**EXERCISE PROMPT:**
Lay out the listing below as a numbered list, omitting any blank lines and leaving the picture out.

**DATA PROVIDED:**
------------------------------------

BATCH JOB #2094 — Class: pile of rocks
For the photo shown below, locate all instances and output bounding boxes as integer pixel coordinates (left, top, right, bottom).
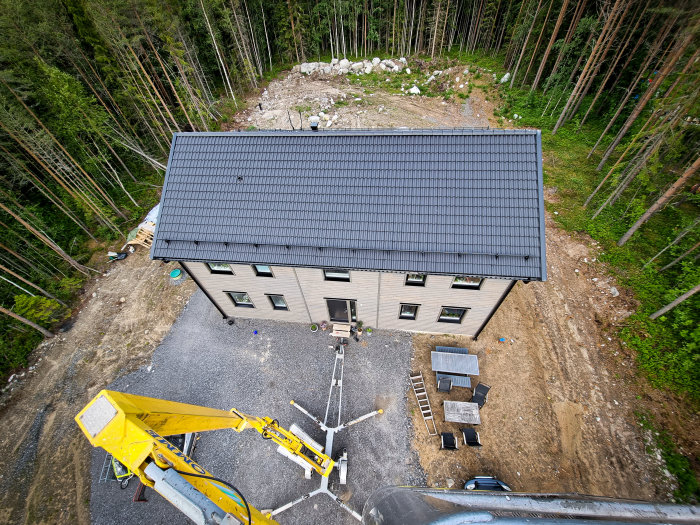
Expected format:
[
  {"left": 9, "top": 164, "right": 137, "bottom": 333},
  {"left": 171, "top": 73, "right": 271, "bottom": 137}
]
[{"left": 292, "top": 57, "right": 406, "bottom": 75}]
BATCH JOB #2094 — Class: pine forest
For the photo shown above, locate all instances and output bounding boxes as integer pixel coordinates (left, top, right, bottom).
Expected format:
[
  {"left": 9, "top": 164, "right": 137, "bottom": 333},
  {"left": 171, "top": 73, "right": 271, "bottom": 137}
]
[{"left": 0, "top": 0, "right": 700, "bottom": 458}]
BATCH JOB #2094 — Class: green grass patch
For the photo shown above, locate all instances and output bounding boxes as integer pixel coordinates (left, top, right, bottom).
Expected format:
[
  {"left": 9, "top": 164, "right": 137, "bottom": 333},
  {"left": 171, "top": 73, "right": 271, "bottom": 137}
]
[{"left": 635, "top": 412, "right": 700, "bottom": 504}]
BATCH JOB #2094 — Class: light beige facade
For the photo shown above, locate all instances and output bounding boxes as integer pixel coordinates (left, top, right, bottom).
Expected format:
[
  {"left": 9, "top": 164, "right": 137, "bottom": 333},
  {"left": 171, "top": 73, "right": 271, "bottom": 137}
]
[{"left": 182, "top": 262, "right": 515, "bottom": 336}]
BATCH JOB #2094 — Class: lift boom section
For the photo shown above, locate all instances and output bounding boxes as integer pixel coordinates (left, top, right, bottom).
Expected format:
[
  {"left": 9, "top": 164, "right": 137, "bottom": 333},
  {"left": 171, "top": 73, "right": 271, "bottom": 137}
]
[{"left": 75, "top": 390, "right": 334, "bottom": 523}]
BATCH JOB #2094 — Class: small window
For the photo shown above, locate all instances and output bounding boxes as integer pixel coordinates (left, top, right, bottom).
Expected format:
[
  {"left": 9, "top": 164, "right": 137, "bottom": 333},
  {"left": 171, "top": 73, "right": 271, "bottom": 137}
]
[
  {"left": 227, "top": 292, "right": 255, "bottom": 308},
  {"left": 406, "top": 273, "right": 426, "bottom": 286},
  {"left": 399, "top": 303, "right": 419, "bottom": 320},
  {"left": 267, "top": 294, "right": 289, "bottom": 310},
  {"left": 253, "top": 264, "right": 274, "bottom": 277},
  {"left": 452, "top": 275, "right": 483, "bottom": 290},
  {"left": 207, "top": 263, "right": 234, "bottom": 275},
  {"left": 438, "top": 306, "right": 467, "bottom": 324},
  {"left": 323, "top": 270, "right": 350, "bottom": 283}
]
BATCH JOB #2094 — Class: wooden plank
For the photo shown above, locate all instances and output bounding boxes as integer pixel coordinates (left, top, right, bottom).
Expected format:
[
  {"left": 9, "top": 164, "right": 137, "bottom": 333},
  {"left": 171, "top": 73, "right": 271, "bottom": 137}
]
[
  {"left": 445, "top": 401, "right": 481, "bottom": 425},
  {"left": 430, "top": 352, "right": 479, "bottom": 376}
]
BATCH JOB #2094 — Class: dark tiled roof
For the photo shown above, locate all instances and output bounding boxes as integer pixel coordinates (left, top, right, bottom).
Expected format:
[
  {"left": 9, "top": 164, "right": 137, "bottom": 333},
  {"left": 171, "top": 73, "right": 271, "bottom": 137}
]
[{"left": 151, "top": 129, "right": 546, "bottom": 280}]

------------------------------------

**FINAL ANSWER:**
1. BATCH JOB #2094 — Class: pile of rocks
2. For the photo shown below, locate all instances and output bounding boxes as integer pixel coordinates (left, top, right, bottom).
3. Expected format:
4. [
5.   {"left": 9, "top": 164, "right": 137, "bottom": 333},
6.   {"left": 171, "top": 73, "right": 271, "bottom": 137}
7. ]
8. [{"left": 292, "top": 57, "right": 406, "bottom": 75}]
9. BATCH JOB #2094 — Class: pine forest
10. For the photo shown above, locate all instances and output bounding boxes as integer pixel coordinates (left, top, right, bottom).
11. Expected format:
12. [
13.   {"left": 9, "top": 164, "right": 137, "bottom": 333},
14.   {"left": 171, "top": 73, "right": 271, "bottom": 137}
15. ]
16. [{"left": 0, "top": 0, "right": 700, "bottom": 458}]
17. BATCH JOB #2094 — Class: green grass patch
18. For the photo shown above, locate all instances and output bounding boxes as integer pixel coordinates (left, top, right, bottom).
19. Expected format:
20. [
21.   {"left": 9, "top": 164, "right": 137, "bottom": 333},
22.   {"left": 171, "top": 73, "right": 271, "bottom": 137}
23. ]
24. [{"left": 635, "top": 412, "right": 700, "bottom": 504}]
25. BATCH JOB #2094 — Class: light beige facade
26. For the photo shown above, locate all instances and output bounding boxes as integer pixel coordinates (left, top, right, bottom).
27. Expected format:
28. [
29.   {"left": 9, "top": 164, "right": 137, "bottom": 333},
30.   {"left": 171, "top": 73, "right": 271, "bottom": 137}
31. ]
32. [{"left": 182, "top": 262, "right": 515, "bottom": 336}]
33. BATCH JOB #2094 — Class: lift boom section
34. For the photo shown above, locate all instances and output bounding boxes as integer pixel coordinates (left, top, right, bottom).
35. Expected format:
36. [
37.   {"left": 9, "top": 164, "right": 137, "bottom": 333},
38.   {"left": 171, "top": 73, "right": 271, "bottom": 137}
39. ]
40. [{"left": 75, "top": 390, "right": 334, "bottom": 523}]
41. BATCH JOB #2094 — Class: small window
42. For the photo shown above, locate all instances and output bounding boxes as integer pixel coordinates (left, top, right, bottom).
43. Expected format:
44. [
45.   {"left": 9, "top": 164, "right": 137, "bottom": 333},
46.   {"left": 171, "top": 73, "right": 271, "bottom": 137}
47. ]
48. [
49.   {"left": 227, "top": 292, "right": 255, "bottom": 308},
50.   {"left": 406, "top": 273, "right": 426, "bottom": 286},
51.   {"left": 399, "top": 303, "right": 419, "bottom": 320},
52.   {"left": 267, "top": 294, "right": 289, "bottom": 310},
53.   {"left": 253, "top": 264, "right": 274, "bottom": 277},
54.   {"left": 452, "top": 275, "right": 483, "bottom": 290},
55.   {"left": 207, "top": 263, "right": 234, "bottom": 275},
56.   {"left": 438, "top": 306, "right": 467, "bottom": 324},
57.   {"left": 323, "top": 270, "right": 350, "bottom": 283}
58. ]
59. BATCH JOB #2094 — Class: wooden plank
60. For the photo shown above, locate all instances and output bounding boxes as integer pixel coordinates (left, top, right, bottom).
61. Expected format:
62. [
63.   {"left": 9, "top": 164, "right": 137, "bottom": 333},
64.   {"left": 171, "top": 73, "right": 271, "bottom": 137}
65. ]
66. [
67.   {"left": 445, "top": 401, "right": 481, "bottom": 425},
68.   {"left": 430, "top": 352, "right": 479, "bottom": 376}
69. ]
70. BATCH JOB #2094 — Class: dark tiled roof
71. For the photo shown above, locate all instances and output bounding boxes as integer pixel coordinates (left, top, right, bottom).
72. Expected format:
73. [
74.   {"left": 9, "top": 164, "right": 137, "bottom": 333},
75.   {"left": 171, "top": 73, "right": 271, "bottom": 137}
76. ]
77. [{"left": 151, "top": 129, "right": 546, "bottom": 280}]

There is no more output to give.